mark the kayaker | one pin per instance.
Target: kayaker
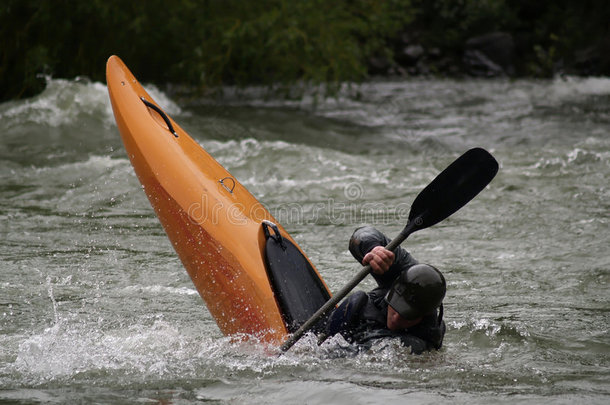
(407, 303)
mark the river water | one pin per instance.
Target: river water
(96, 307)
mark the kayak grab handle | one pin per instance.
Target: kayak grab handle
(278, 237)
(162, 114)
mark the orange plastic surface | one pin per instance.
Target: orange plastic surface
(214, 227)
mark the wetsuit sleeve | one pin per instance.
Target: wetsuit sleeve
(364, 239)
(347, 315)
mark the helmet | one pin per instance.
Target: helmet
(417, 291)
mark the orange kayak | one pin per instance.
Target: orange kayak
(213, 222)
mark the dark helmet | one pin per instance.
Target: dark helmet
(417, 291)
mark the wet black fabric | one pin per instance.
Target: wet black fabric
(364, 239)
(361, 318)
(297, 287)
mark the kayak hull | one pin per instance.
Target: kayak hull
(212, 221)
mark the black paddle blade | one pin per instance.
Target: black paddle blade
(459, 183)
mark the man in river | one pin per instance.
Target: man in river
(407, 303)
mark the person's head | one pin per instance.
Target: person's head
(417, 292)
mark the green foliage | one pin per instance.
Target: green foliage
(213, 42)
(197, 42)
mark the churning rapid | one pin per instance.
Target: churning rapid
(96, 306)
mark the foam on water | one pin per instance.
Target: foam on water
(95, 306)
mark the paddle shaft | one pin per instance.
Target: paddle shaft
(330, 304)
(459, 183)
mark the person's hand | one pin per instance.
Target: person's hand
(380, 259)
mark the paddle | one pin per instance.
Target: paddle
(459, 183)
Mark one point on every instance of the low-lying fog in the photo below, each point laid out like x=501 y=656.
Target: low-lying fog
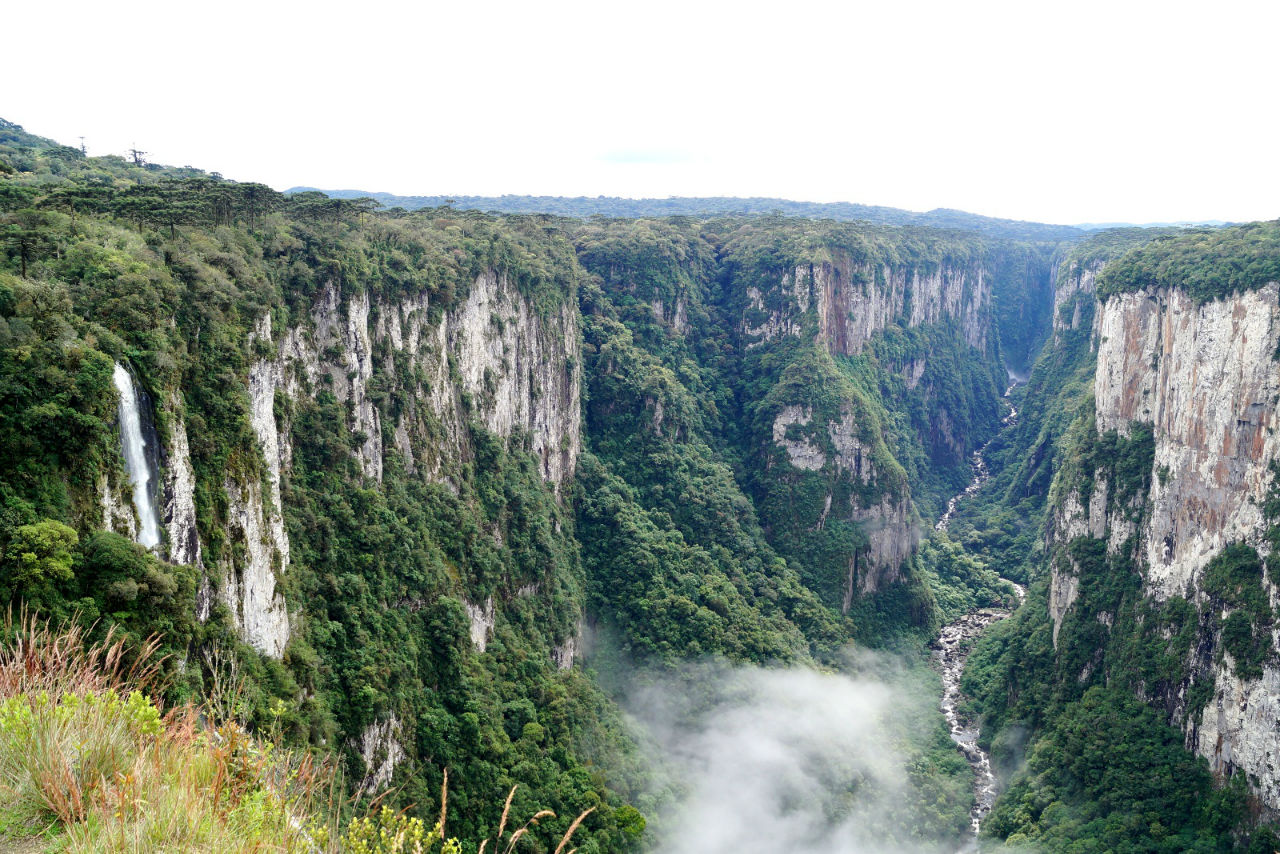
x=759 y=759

•••

## Your goal
Reproduce every item above verbatim and in its original order, leaving out the pictures.

## Solution below
mark the kayaker | one pin per instance.
Target: kayaker
(407, 303)
mark the river water | one pin per instance.
Target: river water
(96, 307)
mark the kayak grab handle | one pin per instance.
Target: kayak grab handle
(278, 237)
(162, 114)
mark the orange plastic surface | one pin per instance.
Target: orange plastic surface
(214, 227)
mark the wetsuit sleeve | one pin per instance.
Target: wetsuit sleeve
(364, 239)
(347, 315)
mark the helmet | one pin per instance.
Target: helmet
(417, 291)
mark the orange kayak | one pin per instance.
Target: orange kayak
(213, 222)
mark the dark helmet | one pin per instance.
Target: dark helmet
(417, 291)
mark the wet black fabric | one pin per instance.
Target: wet black fabric
(364, 239)
(361, 318)
(297, 287)
mark the kayak hull | one pin per instance.
Target: kayak hull
(212, 221)
mark the black paddle blade | one pin per instance.
Target: black paddle blade
(459, 183)
mark the man in river | one pin per instance.
Target: man in river
(407, 303)
mark the person's head | one pin per instance.
Target: person's head
(417, 292)
mark the green foliage | one pin per instance.
Target: green foliage
(213, 42)
(197, 42)
mark the churning rapid | one pin per instance.
Target: churning rapid
(96, 306)
mark the foam on water | one pin per instance.
Target: foam on water
(95, 306)
mark the paddle shaft | one pin per instance.
Target: paddle shaft
(330, 304)
(459, 183)
mark the person's hand | one pin per instance.
Target: person's hand
(380, 259)
mark the paddle | one pin per instance.
Target: paddle
(459, 183)
Mark one point on every instance of the low-lying fog in the photo below, each point laid out like x=501 y=656.
Target: low-lying fog
x=759 y=759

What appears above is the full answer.